---------- Texto de origen
No hay nada más absurdo que el viaje a ninguna parte. En los cuartos de banderas a finales de los 70 colgaban carteles que decían “No digas país, di España”. Luego, en el trayecto autonómico, se deslizó el concepto Estado Español, un circunloquio para evitar decir la palabra maldita. En esas hemos estado los cuarenta años que el terrorismo nos ha acompañado con su sangrienta sombra: España era en sí misma un sortilegio maldito que había que extirpar del lenguaje.
La invocación cuartelera a la patria era el reflejo del abismo que se abría a los pies del tardofranquismo y una forma ingenua de tratar de evitar lo inevitable, la democracia. Así que fue quedando el estigma de España como sinónimo de un pasado inapelable. Un error. España, al fin y al cabo, no es más que el país en el que vivimos y el estado español no es otra cosa que su forma de organización política. Andar en esas cosas conduce a la irracionalidad y el absurdo, al viaje a ninguna parte, la base desde donde hacen política los miserables.
--------------------
---------- Información proporcionada
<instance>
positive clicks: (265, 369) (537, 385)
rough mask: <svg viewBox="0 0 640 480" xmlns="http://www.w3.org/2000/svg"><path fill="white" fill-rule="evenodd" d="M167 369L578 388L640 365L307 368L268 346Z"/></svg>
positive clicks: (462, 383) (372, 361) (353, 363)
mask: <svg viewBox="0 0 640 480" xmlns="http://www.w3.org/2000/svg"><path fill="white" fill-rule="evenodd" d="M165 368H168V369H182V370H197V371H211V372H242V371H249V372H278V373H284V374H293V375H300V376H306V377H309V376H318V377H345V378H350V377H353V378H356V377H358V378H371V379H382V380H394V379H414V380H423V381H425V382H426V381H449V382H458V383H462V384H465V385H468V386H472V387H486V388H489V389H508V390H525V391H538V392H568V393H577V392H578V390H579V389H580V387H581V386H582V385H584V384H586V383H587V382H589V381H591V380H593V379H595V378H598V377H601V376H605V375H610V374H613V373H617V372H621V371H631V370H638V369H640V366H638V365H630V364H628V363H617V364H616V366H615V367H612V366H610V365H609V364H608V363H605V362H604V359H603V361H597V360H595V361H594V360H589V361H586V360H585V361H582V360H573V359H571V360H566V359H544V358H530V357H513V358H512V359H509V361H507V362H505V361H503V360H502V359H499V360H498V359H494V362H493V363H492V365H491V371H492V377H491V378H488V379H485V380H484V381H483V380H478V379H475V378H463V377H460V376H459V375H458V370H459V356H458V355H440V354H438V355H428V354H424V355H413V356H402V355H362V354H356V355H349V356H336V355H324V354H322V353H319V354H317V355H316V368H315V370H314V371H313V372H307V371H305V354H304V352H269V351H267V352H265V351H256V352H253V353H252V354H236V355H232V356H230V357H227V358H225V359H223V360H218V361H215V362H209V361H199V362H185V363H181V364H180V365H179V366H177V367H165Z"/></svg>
--------------------
> Tareas por realizar:
• a. Enumere todas las oraciones del texto en las que aparece la palabra «España» y transcríbalas completas.
• b. Duplique literalmente el fragmento del texto comprendido entre «La invocación cuartelera» y «política los miserables.», ambos inclusive.
Los registros constituyen un material independiente del texto.

> Resultados del ejercicio:
• a.
- En los cuartos de banderas a finales de los 70 colgaban carteles que decían “No digas país, di España”.
- En esas hemos estado los cuarenta años que el terrorismo nos ha acompañado con su sangrienta sombra: España era en sí misma un sortilegio maldito que había que extirpar del lenguaje.
- Así que fue quedando el estigma de España como sinónimo de un pasado inapelable.
- España, al fin y al cabo, no es más que el país en el que vivimos y el estado español no es otra cosa que su forma de organización política.

• b.
La invocación cuartelera a la patria era el reflejo del abismo que se abría a los pies del tardofranquismo y una forma ingenua de tratar de evitar lo inevitable, la democracia. Así que fue quedando el estigma de España como sinónimo de un pasado inapelable. Un error. España, al fin y al cabo, no es más que el país en el que vivimos y el estado español no es otra cosa que su forma de organización política. Andar en esas cosas conduce a la irracionalidad y el absurdo, al viaje a ninguna parte, la base desde donde hacen política los miserables.